▸ What you should do
Write an exact copy of the entries below that leaves out all pictures.

▸ Supplied records
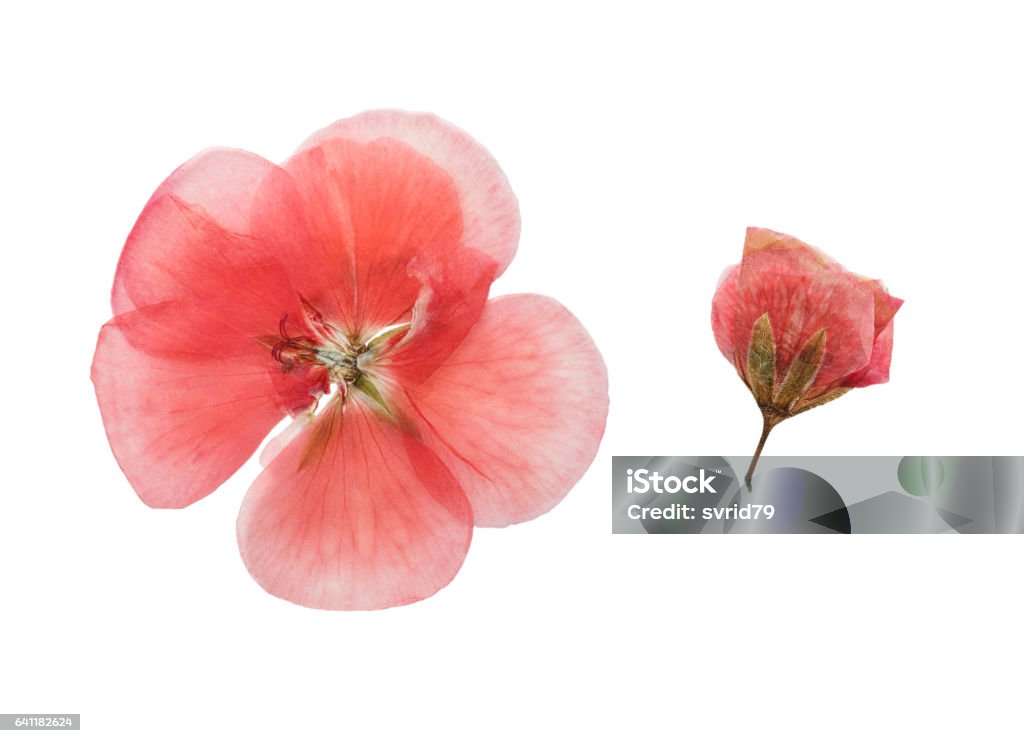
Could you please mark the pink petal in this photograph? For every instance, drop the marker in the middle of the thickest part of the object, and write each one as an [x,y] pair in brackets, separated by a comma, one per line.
[185,399]
[217,187]
[877,370]
[349,218]
[518,409]
[354,514]
[453,296]
[491,210]
[176,252]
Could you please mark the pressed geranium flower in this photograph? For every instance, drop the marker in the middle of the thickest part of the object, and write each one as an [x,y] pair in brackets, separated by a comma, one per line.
[346,288]
[800,329]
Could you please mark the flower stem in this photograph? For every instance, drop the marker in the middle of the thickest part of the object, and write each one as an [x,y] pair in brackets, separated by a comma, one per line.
[769,425]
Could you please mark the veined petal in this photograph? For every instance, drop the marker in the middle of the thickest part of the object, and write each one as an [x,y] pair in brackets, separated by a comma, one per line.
[348,218]
[185,399]
[453,295]
[177,252]
[491,212]
[799,305]
[354,514]
[518,409]
[203,209]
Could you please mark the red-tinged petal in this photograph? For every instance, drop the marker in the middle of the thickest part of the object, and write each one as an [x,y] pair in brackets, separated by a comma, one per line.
[877,370]
[347,221]
[491,211]
[218,186]
[175,252]
[185,400]
[799,304]
[518,409]
[453,296]
[354,514]
[788,254]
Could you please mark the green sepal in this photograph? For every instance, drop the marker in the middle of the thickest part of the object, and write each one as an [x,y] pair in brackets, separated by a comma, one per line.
[367,387]
[827,397]
[802,372]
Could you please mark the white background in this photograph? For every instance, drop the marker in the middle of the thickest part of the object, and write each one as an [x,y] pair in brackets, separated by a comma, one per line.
[641,140]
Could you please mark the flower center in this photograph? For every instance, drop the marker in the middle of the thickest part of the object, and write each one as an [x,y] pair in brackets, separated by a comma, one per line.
[342,364]
[344,358]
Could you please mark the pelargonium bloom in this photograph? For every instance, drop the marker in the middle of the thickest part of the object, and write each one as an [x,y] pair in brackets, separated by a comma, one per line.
[346,288]
[799,328]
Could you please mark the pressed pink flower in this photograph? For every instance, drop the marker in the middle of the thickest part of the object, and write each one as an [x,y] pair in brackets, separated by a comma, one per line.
[346,288]
[799,328]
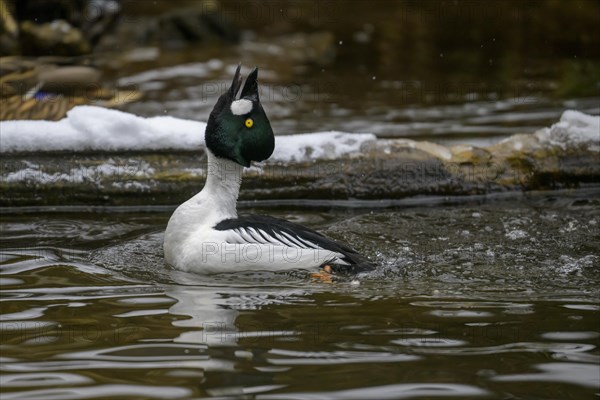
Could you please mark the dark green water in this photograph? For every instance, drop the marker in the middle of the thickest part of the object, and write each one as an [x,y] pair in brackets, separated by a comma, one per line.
[485,300]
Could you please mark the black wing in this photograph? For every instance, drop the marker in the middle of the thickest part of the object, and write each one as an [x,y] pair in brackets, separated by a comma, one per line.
[295,235]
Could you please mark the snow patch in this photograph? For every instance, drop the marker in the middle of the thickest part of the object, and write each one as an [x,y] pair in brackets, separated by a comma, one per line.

▸ Task answer
Could you please mark the pink petal in this photograph? For every instance, drop the marker in the middle of the thickest part of the object, and write each one as an [x,y] pair in brackets, separated by a comma, one per line.
[185,399]
[217,187]
[877,370]
[349,218]
[518,409]
[354,514]
[453,296]
[491,210]
[176,252]
Could you please mark the pressed geranium flower in this photograph? For every instance, drop the marker in the middle of the thickest part of the object, and write each one as an [x,y] pair in brackets, separated by a comma, one per line.
[346,288]
[800,329]
Could you please mark the flower stem in this photograph? For every instance, drop the marker in the middle of the thickest part of the object, and write each one as an [x,y] pair in brackets, separated by a comma, one per line.
[769,425]
Could you please mark the veined petal in this photograph? For every instance, drop the marker in the middle of the thickest part of the object, and write each one as an [x,y] pair in brackets, separated by a comma, one per line.
[348,218]
[185,399]
[453,295]
[177,252]
[491,212]
[799,305]
[354,514]
[518,409]
[203,209]
Could you please mark the red-tinged petal in this photograph? For every instance, drop the marker in the middle of the thickest part of the object, and write each one as an [x,y] pair in brackets, separated by a comma, one per line.
[877,370]
[347,221]
[491,211]
[218,186]
[175,252]
[185,400]
[799,304]
[518,409]
[453,296]
[354,514]
[788,254]
Could you please mark the green sepal in this photograph? For every instance, drop the marker in the middle of the thickest part of the object, and write each one as an [x,y] pair in brackets, separated by a comma, one per line.
[367,387]
[827,397]
[802,372]
Could you please mark the white background in this photograph? For every instance, drop the marker in the middle of the thickest part of the object, and write each one as an [x,y] pair in brackets, separated by a comma, one per line.
[641,140]
Could you please mark the flower center in this photograph? For every instance, drop the marker in the middle of the thickest part of the object, and write each one as an [x,y] pair in brackets, separated by a comma, one per line.
[342,364]
[344,358]
Could you please mark the pelargonium bloom in this photograph? For every instance, drop the marker in the middle of the thickest part of the object, and write each one as an [x,y] pair in brackets, separated by a comma, one per line.
[346,288]
[799,328]
Could you please mark the pressed pink flower in this photograph? For every instance, drop the marker in the middle of the thickest part of the object, and write each one as an [x,y] pair in brackets, separated by a comma, one per line.
[346,288]
[799,328]
Could you please mark the dark green water in this photograph? For every instance, drop the marker in the middle of the thickest part of the object, and write each one as an [x,y] pair in brackets, separated by a comma, one per line.
[485,300]
Could you please mark the black wing in this photograph? For every instance, drop the marker in the middle of the thickest part of the object, and write each one as an [x,y] pair in brackets, separated by a comma, one per line.
[295,235]
Could you please mark the snow patch in this photograph? For every instance, drop the marker in the middle of the thickest part of the object, and write each one as an [x,y] pair in brackets, separated by a comma, one per line.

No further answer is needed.